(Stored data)
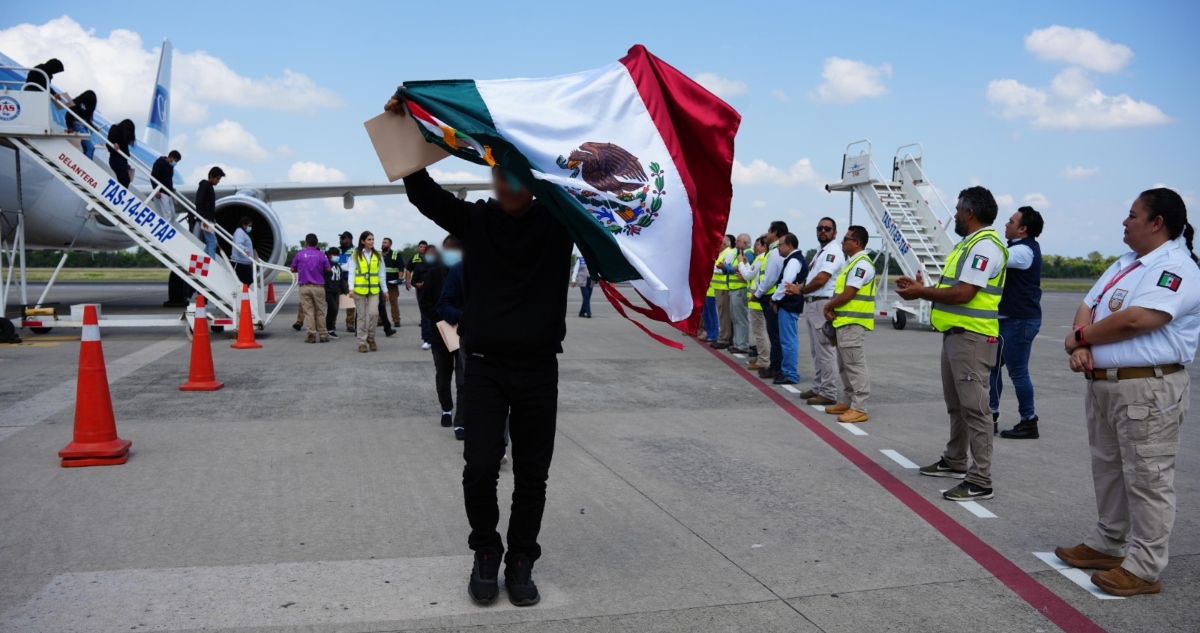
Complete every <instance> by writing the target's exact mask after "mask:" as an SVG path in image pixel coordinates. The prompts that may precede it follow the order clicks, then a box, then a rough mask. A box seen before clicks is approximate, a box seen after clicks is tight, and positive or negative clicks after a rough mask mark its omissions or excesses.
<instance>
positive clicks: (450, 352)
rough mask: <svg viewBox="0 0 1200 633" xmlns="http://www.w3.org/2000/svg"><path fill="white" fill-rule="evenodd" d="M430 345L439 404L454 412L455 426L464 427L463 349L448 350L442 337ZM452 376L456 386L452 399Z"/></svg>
mask: <svg viewBox="0 0 1200 633" xmlns="http://www.w3.org/2000/svg"><path fill="white" fill-rule="evenodd" d="M430 345H431V348H432V349H431V350H430V351H432V352H433V385H434V386H436V387H437V388H438V403H439V404H440V405H442V410H443V411H454V426H456V427H462V426H463V423H462V418H463V416H462V374H463V372H464V367H466V364H467V363H466V360H467V358H464V357H463V356H462V348H458V349H457V350H455V351H450V350H449V349H446V344H445V342H444V340H442V337H440V336H438V337H434V338H433V342H432V343H430ZM451 374H452V375H454V384H455V392H454V397H452V398H451V397H450V375H451ZM454 403H458V408H457V409H455V408H454ZM463 428H466V427H463Z"/></svg>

[What to produce] Print every line from the one that contains "positive clicks: (450, 352)" to the end of the records, exactly as written, and nothing more.

[Solution]
positive clicks: (450, 352)
rough mask: <svg viewBox="0 0 1200 633" xmlns="http://www.w3.org/2000/svg"><path fill="white" fill-rule="evenodd" d="M430 345L439 404L454 412L455 426L464 427L463 349L448 350L442 337ZM452 376L456 386L452 399Z"/></svg>
mask: <svg viewBox="0 0 1200 633" xmlns="http://www.w3.org/2000/svg"><path fill="white" fill-rule="evenodd" d="M430 345H431V348H432V349H431V350H430V351H432V352H433V385H434V386H436V387H437V388H438V403H439V404H440V405H442V410H443V411H454V426H456V427H462V426H463V423H462V418H463V416H462V374H463V372H464V367H466V364H467V363H466V360H467V358H464V357H463V356H462V348H458V349H457V350H455V351H450V350H449V349H446V344H445V342H444V340H442V337H440V336H438V337H434V338H433V342H432V343H430ZM451 374H452V375H454V384H455V392H454V397H452V398H451V397H450V375H451ZM454 403H458V408H457V409H455V408H454ZM463 428H466V427H463Z"/></svg>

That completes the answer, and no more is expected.